» Location identification entries
____

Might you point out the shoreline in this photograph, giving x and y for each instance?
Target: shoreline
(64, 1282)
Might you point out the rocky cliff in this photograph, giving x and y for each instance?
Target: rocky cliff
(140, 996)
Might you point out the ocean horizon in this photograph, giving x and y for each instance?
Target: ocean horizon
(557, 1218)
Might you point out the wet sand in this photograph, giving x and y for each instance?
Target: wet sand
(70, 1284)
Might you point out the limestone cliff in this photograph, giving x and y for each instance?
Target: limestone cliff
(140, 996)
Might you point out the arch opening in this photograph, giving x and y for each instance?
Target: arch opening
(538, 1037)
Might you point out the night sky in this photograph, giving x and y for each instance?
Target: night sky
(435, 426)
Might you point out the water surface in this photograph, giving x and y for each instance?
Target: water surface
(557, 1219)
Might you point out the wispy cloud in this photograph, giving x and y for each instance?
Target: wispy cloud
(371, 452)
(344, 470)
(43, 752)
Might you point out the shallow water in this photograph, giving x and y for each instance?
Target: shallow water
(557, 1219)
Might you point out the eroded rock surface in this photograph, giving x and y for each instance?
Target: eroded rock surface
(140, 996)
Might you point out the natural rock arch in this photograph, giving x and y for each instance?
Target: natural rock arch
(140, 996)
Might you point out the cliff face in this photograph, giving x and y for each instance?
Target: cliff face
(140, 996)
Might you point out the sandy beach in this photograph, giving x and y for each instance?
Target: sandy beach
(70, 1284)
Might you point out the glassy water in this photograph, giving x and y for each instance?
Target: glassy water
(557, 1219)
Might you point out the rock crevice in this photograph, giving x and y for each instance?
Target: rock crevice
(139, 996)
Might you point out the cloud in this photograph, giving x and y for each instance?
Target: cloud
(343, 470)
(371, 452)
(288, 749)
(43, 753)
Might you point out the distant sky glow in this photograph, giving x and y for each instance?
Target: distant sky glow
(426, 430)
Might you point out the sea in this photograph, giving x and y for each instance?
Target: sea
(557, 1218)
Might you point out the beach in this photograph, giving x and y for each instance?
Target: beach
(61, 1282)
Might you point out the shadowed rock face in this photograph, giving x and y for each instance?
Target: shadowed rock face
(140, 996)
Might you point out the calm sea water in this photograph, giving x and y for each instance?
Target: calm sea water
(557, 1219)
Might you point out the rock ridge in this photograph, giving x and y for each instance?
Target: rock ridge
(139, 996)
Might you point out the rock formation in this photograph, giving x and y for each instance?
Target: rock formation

____

» Exercise requirements
Rewrite all of the material above, substituting "mark" for each occurrence of "point out" and keeping everything else the same.

» The completed task
Might you mark the shoreline in this photograph, giving x and y for each instance?
Target: shoreline
(64, 1282)
Might you mark the rocky cliff in this photograph, giving x and y for each instance?
Target: rocky cliff
(140, 996)
Might you mark the ocean horizon in this photograph, giving x and y for each instance?
Target: ocean horizon
(557, 1218)
Might you mark the wet sand in this photograph, giving x and y for each instance?
Target: wet sand
(70, 1284)
Might you mark the limestone cliff in this photograph, giving x and y for each instance?
Target: limestone cliff
(140, 996)
Might you mark the arch opening in this photograph, giving x and y for each instance?
Target: arch opening
(538, 1037)
Might you mark the night sky in this photograph, giving x and y for each instance?
Target: night sky
(435, 426)
Might you mark the water surface in this photograph, giving x and y for each instance?
Target: water surface
(557, 1219)
Might you mark the wispy cloud in this photograph, giving x and y for each instance?
Target: wispy cloud
(371, 452)
(344, 470)
(43, 752)
Might you mark the shallow water in this photograph, giving x and y for each instance?
Target: shallow water
(557, 1219)
Might you mark the eroded rock surface in this photograph, giving x and y for each instance?
Target: eroded rock surface
(140, 996)
Might you mark the natural rock arch in this photograph, giving x and y for each instance?
Target: natural rock arch
(140, 996)
Might you mark the cliff face in this photograph, giving x and y for each instance?
Target: cliff face
(140, 996)
Might you mark the sandy beach in this photograph, giving x and y for each instance?
Target: sandy beach
(70, 1284)
Might you mark the glassy water in this photograph, giving x and y for each instance?
Target: glassy water
(557, 1219)
Might you mark the rock crevice in this photograph, giving x and y for each instance?
Target: rock crevice
(139, 996)
Might you mark the cloud in this photograph, giving x and y for each instance?
Target: cloud
(343, 470)
(371, 452)
(288, 749)
(43, 753)
Might you mark the distant sky glow in this photograph, giving x and y for each instance?
Target: distant sky glow
(426, 430)
Might you mark the sea in this photograph, giving x and y for each instance?
Target: sea
(557, 1218)
Might you mark the beach in this photograph, giving x and y for each instance?
Target: beach
(61, 1282)
Might you mark the shadowed rock face in this photograph, giving x and y for each instance?
Target: shadowed rock face
(140, 996)
Might you mark the calm sea water in this photograph, giving x and y for each instance?
Target: calm sea water
(557, 1219)
Might you mark the rock ridge in this photograph, giving x and y for each instance?
Target: rock ridge
(139, 996)
Might you mark the rock formation in this photograph, giving x and y for each instance?
Target: rock formation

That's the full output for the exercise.